* TO BE DONE:
Count the lines in the records below that contain the string "hillside". Give only the number.

* DATA EXCERPTS:
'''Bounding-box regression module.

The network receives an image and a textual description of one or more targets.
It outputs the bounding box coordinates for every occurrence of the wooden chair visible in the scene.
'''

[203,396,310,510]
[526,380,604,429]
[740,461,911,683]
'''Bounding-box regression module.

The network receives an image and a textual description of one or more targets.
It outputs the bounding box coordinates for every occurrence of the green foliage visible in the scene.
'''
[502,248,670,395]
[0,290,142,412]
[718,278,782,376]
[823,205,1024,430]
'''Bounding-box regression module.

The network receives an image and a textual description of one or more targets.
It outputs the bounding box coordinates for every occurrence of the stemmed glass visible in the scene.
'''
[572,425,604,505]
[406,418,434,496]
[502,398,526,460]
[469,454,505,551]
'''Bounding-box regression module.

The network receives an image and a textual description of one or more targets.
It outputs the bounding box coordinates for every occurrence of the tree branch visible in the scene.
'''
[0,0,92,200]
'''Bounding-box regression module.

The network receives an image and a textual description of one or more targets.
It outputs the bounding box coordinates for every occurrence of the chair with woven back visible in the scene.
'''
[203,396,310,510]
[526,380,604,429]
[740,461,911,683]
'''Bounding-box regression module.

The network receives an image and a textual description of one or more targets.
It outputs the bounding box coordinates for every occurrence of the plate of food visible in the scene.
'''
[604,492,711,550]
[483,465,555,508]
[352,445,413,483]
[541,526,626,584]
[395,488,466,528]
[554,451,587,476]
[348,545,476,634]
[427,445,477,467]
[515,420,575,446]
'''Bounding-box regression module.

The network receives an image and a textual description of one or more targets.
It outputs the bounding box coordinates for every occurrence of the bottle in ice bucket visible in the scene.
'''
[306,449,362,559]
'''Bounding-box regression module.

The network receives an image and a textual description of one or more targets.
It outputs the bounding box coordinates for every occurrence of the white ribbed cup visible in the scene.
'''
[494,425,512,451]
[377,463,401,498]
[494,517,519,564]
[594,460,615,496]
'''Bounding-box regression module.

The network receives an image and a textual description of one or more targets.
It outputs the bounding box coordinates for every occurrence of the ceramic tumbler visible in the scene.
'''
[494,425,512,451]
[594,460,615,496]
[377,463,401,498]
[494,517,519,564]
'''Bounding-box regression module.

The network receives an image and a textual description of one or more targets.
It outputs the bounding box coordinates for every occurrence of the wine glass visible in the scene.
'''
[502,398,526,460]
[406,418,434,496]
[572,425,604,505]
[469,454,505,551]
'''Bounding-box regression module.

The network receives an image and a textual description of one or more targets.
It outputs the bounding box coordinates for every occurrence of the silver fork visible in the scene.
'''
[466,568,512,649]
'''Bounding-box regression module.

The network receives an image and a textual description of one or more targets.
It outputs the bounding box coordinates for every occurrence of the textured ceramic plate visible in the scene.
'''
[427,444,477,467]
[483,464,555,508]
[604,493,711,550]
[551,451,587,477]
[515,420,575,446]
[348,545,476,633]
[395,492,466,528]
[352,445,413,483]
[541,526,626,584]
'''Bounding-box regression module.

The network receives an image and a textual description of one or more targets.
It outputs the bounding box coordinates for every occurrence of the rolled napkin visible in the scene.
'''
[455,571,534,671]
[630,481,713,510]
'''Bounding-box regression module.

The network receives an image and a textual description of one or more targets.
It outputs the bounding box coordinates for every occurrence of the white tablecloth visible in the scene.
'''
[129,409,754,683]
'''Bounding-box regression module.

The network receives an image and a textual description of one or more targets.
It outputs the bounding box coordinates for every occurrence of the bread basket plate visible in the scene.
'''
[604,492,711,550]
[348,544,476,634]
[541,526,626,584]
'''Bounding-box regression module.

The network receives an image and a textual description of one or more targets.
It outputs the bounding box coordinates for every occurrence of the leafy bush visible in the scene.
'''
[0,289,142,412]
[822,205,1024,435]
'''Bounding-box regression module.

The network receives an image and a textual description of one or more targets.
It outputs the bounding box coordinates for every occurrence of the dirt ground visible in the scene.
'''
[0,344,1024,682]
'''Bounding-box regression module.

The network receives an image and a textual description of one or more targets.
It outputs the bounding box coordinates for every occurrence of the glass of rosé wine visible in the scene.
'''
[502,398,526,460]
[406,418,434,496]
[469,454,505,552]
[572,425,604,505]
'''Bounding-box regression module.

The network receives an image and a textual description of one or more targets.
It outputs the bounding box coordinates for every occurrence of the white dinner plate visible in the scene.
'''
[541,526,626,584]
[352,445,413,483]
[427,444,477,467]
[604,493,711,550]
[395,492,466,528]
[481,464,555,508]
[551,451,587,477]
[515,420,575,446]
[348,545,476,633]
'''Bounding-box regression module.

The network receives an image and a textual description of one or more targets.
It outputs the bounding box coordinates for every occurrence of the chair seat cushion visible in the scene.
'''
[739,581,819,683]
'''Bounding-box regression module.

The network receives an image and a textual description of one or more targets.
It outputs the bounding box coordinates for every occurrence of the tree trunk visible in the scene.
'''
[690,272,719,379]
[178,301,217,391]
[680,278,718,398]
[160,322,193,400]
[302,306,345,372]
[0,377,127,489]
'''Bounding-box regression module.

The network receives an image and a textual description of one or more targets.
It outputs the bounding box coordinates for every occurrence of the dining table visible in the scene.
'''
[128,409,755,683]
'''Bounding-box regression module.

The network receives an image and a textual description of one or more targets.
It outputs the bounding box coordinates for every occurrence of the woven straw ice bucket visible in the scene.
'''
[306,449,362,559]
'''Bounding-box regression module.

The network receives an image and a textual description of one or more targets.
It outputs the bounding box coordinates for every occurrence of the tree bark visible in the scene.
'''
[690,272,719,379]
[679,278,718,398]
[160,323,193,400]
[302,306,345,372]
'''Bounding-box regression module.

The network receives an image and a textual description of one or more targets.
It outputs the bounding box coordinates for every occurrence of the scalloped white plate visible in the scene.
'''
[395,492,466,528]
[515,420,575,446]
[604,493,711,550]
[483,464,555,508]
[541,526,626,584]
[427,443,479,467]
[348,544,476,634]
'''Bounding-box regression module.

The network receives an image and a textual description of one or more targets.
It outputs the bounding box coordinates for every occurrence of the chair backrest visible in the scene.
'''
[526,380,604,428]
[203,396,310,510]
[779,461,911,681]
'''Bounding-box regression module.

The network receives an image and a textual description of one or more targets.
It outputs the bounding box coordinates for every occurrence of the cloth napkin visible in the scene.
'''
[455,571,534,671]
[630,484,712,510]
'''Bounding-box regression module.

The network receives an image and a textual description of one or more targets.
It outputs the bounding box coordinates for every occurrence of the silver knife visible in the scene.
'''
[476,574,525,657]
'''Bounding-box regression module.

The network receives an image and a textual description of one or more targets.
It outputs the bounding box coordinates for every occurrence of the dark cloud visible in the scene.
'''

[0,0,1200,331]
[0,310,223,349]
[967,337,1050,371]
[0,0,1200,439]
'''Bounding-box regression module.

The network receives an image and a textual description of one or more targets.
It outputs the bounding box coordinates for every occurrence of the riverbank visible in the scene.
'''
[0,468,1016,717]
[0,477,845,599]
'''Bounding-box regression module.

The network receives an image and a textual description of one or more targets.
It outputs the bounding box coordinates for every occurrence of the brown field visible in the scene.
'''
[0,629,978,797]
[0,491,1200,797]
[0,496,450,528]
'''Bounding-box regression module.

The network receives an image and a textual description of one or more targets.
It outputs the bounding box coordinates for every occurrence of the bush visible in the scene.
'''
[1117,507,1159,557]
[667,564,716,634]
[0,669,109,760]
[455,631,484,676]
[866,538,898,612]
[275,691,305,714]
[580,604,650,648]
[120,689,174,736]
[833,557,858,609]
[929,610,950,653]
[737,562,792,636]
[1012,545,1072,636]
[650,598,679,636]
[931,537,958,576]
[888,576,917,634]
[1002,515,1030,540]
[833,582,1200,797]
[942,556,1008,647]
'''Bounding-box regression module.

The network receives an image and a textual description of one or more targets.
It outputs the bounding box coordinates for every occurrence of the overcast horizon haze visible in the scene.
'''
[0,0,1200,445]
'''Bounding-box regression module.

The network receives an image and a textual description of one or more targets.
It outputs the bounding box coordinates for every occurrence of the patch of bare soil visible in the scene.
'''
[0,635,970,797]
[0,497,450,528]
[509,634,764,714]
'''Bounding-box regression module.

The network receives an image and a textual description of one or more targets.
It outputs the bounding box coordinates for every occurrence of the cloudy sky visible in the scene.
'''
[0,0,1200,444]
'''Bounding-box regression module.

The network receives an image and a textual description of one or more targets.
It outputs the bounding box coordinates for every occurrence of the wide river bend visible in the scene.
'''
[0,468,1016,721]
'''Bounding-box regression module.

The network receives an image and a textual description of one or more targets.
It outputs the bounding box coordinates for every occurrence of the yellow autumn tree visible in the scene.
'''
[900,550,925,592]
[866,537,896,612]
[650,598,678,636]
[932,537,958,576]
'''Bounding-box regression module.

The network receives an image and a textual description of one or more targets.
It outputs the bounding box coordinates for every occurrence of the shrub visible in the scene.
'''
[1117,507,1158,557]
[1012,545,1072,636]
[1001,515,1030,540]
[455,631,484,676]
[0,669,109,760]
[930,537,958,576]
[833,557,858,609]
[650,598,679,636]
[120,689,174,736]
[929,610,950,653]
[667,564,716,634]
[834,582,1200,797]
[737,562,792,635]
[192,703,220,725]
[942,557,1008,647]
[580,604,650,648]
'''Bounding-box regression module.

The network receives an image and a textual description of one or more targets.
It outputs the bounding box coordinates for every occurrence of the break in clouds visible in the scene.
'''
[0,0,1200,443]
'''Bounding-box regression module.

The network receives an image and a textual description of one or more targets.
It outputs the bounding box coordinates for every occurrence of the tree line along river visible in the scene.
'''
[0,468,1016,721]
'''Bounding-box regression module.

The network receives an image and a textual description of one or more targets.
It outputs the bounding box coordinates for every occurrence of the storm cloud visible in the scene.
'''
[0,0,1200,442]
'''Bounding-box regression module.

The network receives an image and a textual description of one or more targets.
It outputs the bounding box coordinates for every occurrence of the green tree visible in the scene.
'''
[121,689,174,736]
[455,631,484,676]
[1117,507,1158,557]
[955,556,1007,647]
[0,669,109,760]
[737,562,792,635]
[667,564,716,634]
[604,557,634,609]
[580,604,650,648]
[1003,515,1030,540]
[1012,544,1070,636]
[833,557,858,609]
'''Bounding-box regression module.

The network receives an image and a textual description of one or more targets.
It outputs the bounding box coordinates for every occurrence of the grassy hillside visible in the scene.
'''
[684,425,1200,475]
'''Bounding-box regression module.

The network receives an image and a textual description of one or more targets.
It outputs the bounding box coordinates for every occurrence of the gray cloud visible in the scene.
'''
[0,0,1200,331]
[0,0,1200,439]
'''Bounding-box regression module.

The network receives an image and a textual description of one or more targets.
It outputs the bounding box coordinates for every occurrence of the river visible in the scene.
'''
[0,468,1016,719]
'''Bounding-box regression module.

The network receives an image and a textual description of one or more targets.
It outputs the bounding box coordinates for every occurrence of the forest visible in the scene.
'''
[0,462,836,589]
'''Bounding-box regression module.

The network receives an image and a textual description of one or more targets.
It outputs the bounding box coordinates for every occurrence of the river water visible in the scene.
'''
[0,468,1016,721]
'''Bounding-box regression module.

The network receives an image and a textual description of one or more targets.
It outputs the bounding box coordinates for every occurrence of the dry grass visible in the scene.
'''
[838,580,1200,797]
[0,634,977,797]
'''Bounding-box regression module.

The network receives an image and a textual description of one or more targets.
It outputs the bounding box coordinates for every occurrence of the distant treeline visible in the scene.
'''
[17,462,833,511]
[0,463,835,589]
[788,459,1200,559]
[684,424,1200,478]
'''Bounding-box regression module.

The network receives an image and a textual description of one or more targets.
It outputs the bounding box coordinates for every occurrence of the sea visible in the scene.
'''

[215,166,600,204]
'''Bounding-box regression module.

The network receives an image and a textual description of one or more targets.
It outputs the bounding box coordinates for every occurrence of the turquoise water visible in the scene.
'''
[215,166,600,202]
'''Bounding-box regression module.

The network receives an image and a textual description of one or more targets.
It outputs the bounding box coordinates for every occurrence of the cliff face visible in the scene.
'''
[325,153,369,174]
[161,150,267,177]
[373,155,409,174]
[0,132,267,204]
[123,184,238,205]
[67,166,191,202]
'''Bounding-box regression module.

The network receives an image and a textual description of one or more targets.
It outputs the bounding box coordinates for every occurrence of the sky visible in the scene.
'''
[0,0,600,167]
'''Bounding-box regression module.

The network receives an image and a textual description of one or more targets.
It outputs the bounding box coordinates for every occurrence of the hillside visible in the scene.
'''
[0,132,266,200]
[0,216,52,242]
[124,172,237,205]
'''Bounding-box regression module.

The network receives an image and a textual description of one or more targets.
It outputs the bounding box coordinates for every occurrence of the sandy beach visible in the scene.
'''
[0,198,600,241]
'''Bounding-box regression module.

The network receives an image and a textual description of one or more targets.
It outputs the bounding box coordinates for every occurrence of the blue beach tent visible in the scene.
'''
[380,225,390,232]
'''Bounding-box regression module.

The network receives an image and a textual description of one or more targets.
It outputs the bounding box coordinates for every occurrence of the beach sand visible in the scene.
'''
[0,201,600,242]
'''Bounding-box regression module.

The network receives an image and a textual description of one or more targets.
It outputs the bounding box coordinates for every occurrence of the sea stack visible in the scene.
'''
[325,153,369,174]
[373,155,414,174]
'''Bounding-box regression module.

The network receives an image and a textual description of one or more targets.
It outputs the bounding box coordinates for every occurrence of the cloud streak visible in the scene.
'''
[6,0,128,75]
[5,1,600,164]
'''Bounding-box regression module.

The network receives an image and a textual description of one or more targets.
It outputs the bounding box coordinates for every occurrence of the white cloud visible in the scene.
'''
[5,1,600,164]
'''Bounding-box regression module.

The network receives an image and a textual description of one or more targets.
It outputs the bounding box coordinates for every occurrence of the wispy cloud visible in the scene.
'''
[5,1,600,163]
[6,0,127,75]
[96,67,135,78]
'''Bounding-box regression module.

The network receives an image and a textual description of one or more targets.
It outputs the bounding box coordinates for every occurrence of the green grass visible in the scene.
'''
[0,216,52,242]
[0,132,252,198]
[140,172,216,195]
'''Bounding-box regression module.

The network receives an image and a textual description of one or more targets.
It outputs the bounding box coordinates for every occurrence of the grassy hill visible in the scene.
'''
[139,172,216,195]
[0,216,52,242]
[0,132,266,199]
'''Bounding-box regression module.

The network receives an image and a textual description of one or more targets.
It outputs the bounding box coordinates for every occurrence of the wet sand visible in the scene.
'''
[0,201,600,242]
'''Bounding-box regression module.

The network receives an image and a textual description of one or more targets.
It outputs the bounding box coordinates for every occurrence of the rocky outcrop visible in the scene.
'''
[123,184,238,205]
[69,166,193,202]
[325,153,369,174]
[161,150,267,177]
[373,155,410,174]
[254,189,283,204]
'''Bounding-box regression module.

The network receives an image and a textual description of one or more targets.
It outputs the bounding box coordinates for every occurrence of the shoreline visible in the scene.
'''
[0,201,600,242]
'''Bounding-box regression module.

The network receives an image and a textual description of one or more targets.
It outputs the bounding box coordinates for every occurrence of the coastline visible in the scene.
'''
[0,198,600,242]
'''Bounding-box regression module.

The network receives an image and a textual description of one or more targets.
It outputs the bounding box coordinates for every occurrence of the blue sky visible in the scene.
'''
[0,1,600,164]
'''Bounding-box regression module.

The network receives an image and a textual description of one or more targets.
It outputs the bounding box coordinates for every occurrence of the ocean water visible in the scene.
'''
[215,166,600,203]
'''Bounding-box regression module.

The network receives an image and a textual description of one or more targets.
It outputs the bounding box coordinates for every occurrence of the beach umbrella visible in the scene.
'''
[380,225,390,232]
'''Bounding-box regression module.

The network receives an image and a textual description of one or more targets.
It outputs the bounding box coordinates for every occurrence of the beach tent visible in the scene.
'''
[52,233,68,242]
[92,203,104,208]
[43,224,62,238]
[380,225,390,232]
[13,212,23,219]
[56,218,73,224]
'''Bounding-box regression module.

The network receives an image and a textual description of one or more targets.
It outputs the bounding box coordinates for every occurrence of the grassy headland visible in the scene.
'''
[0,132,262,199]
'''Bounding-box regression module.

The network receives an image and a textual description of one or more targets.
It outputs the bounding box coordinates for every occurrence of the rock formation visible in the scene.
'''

* IN RESPONSE:
2